*About this exercise*
Print each entry word for word.

*Material shown*
=== Section Start ===

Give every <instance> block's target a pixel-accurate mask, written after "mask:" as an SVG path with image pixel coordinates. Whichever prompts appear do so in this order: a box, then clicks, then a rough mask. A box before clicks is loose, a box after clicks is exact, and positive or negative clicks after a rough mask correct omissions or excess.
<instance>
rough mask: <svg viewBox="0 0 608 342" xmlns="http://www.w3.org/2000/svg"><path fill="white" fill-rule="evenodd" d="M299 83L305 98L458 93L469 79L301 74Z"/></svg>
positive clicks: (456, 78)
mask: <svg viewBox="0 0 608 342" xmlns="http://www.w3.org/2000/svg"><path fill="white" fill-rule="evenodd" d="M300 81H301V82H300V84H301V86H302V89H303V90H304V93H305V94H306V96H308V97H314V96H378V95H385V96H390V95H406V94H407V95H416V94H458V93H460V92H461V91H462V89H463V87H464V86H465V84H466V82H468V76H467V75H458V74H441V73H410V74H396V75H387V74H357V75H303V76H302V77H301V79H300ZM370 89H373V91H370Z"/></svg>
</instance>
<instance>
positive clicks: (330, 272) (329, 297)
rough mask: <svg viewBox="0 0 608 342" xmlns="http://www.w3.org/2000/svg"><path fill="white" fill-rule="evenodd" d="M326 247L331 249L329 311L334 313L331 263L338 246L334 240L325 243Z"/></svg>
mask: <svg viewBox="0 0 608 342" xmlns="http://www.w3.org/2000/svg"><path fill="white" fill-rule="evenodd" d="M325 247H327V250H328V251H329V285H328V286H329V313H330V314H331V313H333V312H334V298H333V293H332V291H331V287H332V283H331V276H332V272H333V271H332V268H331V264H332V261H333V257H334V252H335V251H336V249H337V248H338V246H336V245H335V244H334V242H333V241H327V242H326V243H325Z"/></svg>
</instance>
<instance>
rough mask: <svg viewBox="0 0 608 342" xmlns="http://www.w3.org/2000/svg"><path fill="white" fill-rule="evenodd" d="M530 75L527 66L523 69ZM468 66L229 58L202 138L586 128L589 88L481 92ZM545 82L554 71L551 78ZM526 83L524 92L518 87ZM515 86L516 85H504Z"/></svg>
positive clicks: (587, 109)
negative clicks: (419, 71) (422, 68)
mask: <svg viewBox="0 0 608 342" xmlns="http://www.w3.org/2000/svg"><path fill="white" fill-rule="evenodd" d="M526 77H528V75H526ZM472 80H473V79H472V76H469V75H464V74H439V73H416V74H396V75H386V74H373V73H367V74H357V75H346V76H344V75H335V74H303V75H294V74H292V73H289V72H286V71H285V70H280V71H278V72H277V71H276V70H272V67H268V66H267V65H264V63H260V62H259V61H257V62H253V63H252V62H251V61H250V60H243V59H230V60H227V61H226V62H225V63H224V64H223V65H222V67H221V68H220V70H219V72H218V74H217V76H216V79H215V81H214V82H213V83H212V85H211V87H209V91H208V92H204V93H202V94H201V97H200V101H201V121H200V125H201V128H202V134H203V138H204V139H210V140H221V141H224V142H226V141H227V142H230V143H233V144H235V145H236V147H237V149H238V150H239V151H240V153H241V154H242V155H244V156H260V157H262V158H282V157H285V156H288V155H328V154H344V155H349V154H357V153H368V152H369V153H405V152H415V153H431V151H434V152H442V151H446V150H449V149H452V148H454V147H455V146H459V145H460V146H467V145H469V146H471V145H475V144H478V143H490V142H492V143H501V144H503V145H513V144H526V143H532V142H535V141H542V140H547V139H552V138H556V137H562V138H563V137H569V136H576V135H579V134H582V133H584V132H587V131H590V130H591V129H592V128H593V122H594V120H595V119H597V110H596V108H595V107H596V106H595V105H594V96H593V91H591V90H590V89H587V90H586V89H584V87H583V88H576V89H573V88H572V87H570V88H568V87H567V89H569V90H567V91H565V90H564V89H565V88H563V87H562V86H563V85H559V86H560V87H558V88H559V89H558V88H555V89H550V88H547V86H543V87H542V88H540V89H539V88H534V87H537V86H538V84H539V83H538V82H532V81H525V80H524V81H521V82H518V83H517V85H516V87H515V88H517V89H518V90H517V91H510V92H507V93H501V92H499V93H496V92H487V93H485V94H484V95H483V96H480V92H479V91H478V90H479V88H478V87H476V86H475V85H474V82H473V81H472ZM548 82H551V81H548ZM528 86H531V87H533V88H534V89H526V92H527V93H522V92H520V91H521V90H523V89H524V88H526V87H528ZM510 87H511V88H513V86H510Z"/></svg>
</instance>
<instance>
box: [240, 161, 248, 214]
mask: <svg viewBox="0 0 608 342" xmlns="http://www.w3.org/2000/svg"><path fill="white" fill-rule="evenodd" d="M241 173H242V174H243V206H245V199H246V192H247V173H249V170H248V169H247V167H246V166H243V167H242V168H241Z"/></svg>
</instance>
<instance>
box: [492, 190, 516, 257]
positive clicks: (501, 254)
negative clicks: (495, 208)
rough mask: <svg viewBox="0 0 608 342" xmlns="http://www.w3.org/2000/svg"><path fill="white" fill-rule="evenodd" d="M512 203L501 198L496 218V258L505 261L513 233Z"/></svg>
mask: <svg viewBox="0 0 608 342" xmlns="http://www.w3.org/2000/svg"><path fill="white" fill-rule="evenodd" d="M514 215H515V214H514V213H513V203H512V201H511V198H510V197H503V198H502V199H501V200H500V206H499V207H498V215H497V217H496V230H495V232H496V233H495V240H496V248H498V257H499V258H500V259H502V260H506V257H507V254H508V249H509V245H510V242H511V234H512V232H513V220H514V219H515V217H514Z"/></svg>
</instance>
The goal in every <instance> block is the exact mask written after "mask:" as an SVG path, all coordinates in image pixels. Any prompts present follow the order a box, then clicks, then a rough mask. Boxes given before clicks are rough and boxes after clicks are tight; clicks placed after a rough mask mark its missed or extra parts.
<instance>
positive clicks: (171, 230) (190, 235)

=== Section End ===

*Finished task*
Give every <instance> block's target a pixel-accurate mask, written after "mask:" as an SVG path with image pixel coordinates. Whichever prompts appear do so in this order: a box, then clicks, then a rough mask. A box before clicks is loose, a box after clicks is exact, and positive or negative clicks after a rough mask correct omissions or excess.
<instance>
rough mask: <svg viewBox="0 0 608 342" xmlns="http://www.w3.org/2000/svg"><path fill="white" fill-rule="evenodd" d="M299 83L305 98L458 93L469 79L301 74Z"/></svg>
positive clicks: (456, 78)
mask: <svg viewBox="0 0 608 342" xmlns="http://www.w3.org/2000/svg"><path fill="white" fill-rule="evenodd" d="M300 81H301V82H300V84H301V86H302V89H303V90H304V93H305V94H306V96H308V97H314V96H378V95H385V96H390V95H406V94H407V95H416V94H458V93H460V92H461V91H462V89H463V87H464V86H465V84H466V82H468V76H467V75H458V74H441V73H410V74H396V75H387V74H357V75H303V76H302V77H301V79H300ZM370 89H373V91H370Z"/></svg>
</instance>
<instance>
positive clicks: (330, 272) (329, 297)
rough mask: <svg viewBox="0 0 608 342" xmlns="http://www.w3.org/2000/svg"><path fill="white" fill-rule="evenodd" d="M326 247L331 249L329 311L334 313L331 263L338 246L334 240L325 243Z"/></svg>
mask: <svg viewBox="0 0 608 342" xmlns="http://www.w3.org/2000/svg"><path fill="white" fill-rule="evenodd" d="M325 247H327V250H328V251H329V285H328V286H329V313H330V314H331V313H333V312H334V298H333V293H332V291H331V287H332V283H331V276H332V272H333V271H332V268H331V264H332V261H333V257H334V252H335V251H336V249H337V248H338V246H336V245H335V244H334V242H333V241H327V242H326V243H325Z"/></svg>
</instance>
<instance>
rough mask: <svg viewBox="0 0 608 342" xmlns="http://www.w3.org/2000/svg"><path fill="white" fill-rule="evenodd" d="M530 75L527 66L523 69ZM468 66L229 58L202 138L586 128L589 88L481 92ZM545 82L554 71L551 78ZM526 83L524 92L518 87ZM515 86L516 85H504Z"/></svg>
positive clicks: (587, 109)
negative clicks: (419, 71) (422, 68)
mask: <svg viewBox="0 0 608 342" xmlns="http://www.w3.org/2000/svg"><path fill="white" fill-rule="evenodd" d="M526 77H528V75H526ZM472 80H473V79H472V76H469V75H464V74H439V73H416V74H396V75H386V74H373V73H367V74H357V75H346V76H344V75H335V74H303V75H294V74H292V73H289V72H286V71H285V70H280V71H278V72H277V71H276V70H272V67H268V66H267V65H264V63H260V62H259V61H257V62H253V63H252V62H251V61H250V60H243V59H230V60H227V61H226V62H225V63H224V64H223V65H222V67H221V68H220V70H219V72H218V74H217V76H216V79H215V81H214V82H213V83H212V85H211V87H209V91H208V92H204V93H202V94H201V97H200V101H201V121H200V125H201V128H202V134H203V138H204V139H210V140H221V141H224V142H226V141H227V142H230V143H233V144H235V145H236V147H237V149H238V150H239V151H240V153H241V154H242V155H244V156H260V157H262V158H282V157H285V156H288V155H328V154H344V155H349V154H357V153H368V152H369V153H405V152H415V153H431V151H434V152H442V151H446V150H449V149H452V148H454V147H455V146H459V145H460V146H467V145H469V146H471V145H475V144H478V143H490V142H492V143H501V144H503V145H513V144H526V143H532V142H535V141H542V140H547V139H552V138H556V137H562V138H563V137H569V136H576V135H579V134H582V133H584V132H587V131H590V130H591V129H592V128H593V122H594V120H595V119H597V110H596V108H595V107H596V106H595V105H594V96H593V91H591V90H590V89H587V90H586V89H584V87H583V88H576V89H573V88H572V87H570V88H568V87H567V89H569V90H567V91H565V90H564V89H565V88H563V87H562V86H563V85H559V86H560V87H558V88H559V89H558V88H555V89H550V88H547V86H543V87H542V88H540V89H539V88H534V87H537V86H538V84H539V83H538V82H532V81H525V80H524V81H521V82H518V83H517V85H516V87H515V88H517V89H518V90H517V91H510V92H507V93H501V92H499V93H496V92H487V93H485V94H484V95H483V96H480V92H479V91H478V90H479V88H478V87H476V86H475V85H474V82H473V81H472ZM548 82H551V81H548ZM528 86H531V87H533V88H534V89H526V92H527V93H522V92H520V91H521V90H523V89H524V88H526V87H528ZM510 87H511V88H513V86H510Z"/></svg>
</instance>
<instance>
box: [240, 161, 248, 214]
mask: <svg viewBox="0 0 608 342" xmlns="http://www.w3.org/2000/svg"><path fill="white" fill-rule="evenodd" d="M241 173H242V174H243V206H245V199H246V192H247V173H249V170H248V169H247V167H246V166H243V167H242V168H241Z"/></svg>
</instance>
<instance>
box: [492, 190, 516, 257]
positive clicks: (501, 254)
negative clicks: (495, 208)
rough mask: <svg viewBox="0 0 608 342" xmlns="http://www.w3.org/2000/svg"><path fill="white" fill-rule="evenodd" d="M512 203L501 198L496 218V258L505 261L513 233Z"/></svg>
mask: <svg viewBox="0 0 608 342" xmlns="http://www.w3.org/2000/svg"><path fill="white" fill-rule="evenodd" d="M514 215H515V214H514V213H513V203H512V201H511V198H510V197H503V198H502V199H501V200H500V206H499V207H498V215H497V217H496V230H495V232H496V233H495V240H496V248H498V257H499V258H500V259H502V260H506V257H507V254H508V249H509V245H510V242H511V234H512V232H513V220H514V219H515V217H514Z"/></svg>
</instance>
The goal in every <instance> block is the exact mask written after "mask:" as an SVG path, all coordinates in image pixels. Any prompts present follow the order a box, then clicks, then a rough mask. Boxes given before clicks are rough and boxes after clicks are tight; clicks placed after a rough mask mark its missed or extra parts.
<instance>
positive clicks: (171, 230) (190, 235)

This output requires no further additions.